• [AIM OF THE EXERCISE]: Look through the material below. Copy each line that contains the string "rock".

• [DATA IN THIS EXERCISE]:

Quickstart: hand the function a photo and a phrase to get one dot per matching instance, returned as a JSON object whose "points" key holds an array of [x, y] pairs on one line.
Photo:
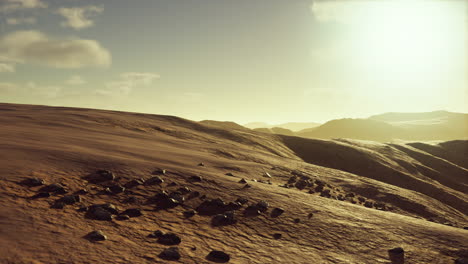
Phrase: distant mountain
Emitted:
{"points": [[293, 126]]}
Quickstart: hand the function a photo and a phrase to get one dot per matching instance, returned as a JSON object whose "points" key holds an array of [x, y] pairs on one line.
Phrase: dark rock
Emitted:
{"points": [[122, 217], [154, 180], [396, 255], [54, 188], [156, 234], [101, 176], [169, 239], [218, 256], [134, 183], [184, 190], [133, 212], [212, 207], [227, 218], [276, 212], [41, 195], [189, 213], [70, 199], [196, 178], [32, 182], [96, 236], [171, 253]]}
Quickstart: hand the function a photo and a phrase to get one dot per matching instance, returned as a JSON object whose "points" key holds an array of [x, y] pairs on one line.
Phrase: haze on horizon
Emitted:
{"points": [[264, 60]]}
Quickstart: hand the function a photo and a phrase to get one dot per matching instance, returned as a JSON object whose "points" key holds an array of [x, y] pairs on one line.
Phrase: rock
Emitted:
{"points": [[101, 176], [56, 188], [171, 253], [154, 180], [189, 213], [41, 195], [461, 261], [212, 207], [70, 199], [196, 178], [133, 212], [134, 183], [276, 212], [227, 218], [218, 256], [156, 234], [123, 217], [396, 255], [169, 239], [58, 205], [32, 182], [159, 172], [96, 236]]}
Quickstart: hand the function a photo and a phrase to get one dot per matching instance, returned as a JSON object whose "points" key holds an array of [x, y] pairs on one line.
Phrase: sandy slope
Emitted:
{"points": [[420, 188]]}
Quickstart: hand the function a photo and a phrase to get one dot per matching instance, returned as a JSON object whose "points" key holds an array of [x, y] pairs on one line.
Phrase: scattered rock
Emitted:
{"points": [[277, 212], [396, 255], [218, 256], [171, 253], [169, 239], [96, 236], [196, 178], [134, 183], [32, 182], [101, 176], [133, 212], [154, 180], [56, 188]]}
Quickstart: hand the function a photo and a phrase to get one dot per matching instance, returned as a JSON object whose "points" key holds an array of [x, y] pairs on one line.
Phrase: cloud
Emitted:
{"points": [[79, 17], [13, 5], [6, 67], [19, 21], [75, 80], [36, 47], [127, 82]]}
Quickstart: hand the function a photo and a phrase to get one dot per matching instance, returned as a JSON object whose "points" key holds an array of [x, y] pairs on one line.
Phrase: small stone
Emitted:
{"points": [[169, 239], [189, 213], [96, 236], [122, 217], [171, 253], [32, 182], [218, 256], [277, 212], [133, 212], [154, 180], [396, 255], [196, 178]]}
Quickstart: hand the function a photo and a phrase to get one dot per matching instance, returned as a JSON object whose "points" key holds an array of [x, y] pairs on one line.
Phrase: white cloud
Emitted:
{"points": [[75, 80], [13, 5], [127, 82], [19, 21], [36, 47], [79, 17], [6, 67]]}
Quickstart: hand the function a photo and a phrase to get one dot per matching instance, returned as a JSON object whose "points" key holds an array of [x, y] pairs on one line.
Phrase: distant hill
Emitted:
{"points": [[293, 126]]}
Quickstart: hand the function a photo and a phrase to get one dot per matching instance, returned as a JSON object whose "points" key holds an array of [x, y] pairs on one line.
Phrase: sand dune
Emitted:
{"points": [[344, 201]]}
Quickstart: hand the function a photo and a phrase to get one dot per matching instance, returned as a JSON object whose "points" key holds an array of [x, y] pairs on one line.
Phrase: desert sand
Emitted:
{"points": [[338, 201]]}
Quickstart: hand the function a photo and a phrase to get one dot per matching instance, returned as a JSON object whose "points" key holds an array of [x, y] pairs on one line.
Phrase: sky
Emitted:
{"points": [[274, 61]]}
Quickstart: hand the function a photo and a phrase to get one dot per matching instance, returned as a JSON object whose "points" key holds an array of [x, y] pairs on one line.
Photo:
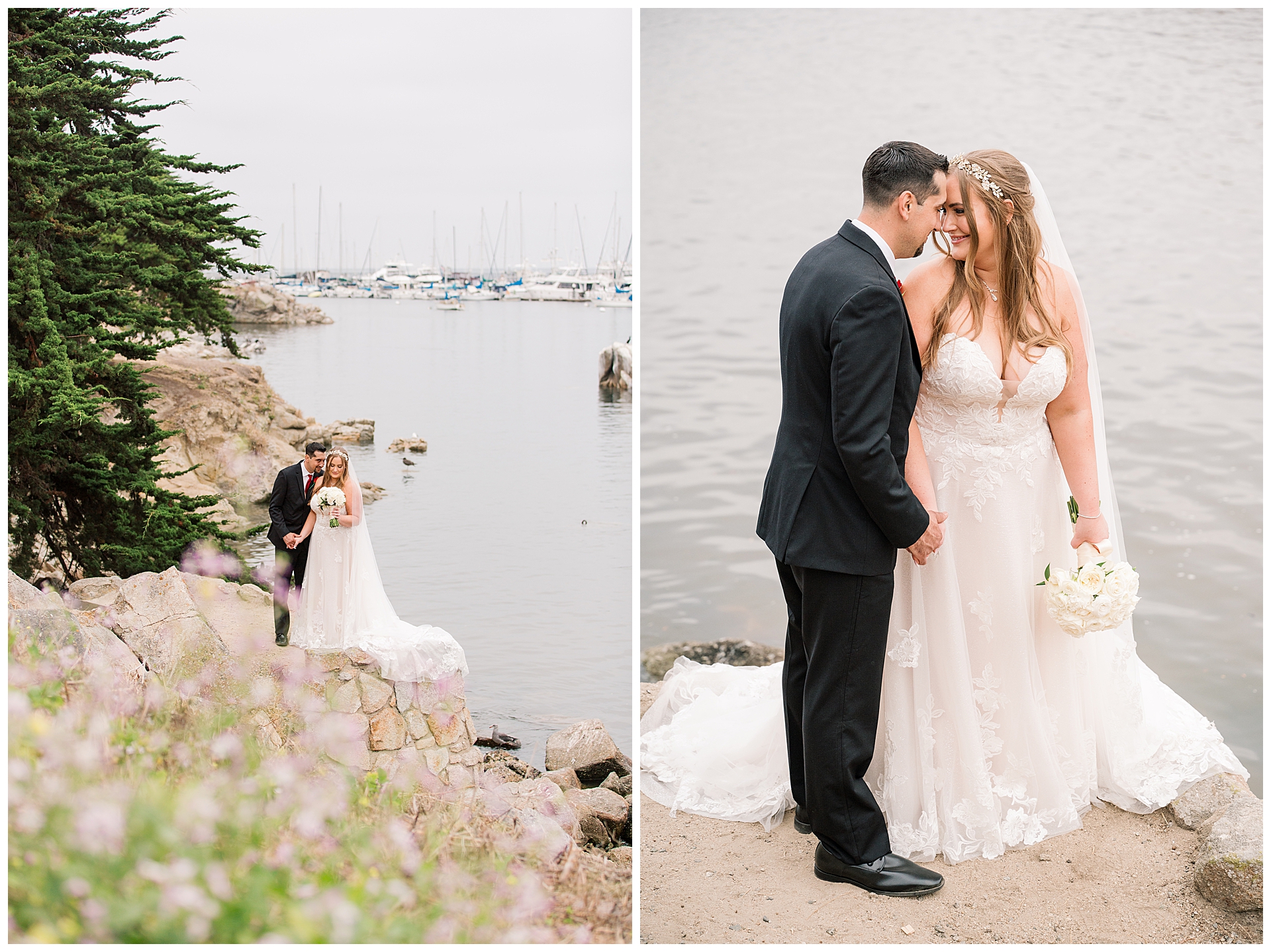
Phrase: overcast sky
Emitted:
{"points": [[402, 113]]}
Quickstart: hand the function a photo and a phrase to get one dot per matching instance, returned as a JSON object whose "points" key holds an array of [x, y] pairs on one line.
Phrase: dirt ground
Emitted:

• [RESULT OF THE EXERCISE]:
Phrase: dark rock
Phrase: rock
Phrase: scattered rock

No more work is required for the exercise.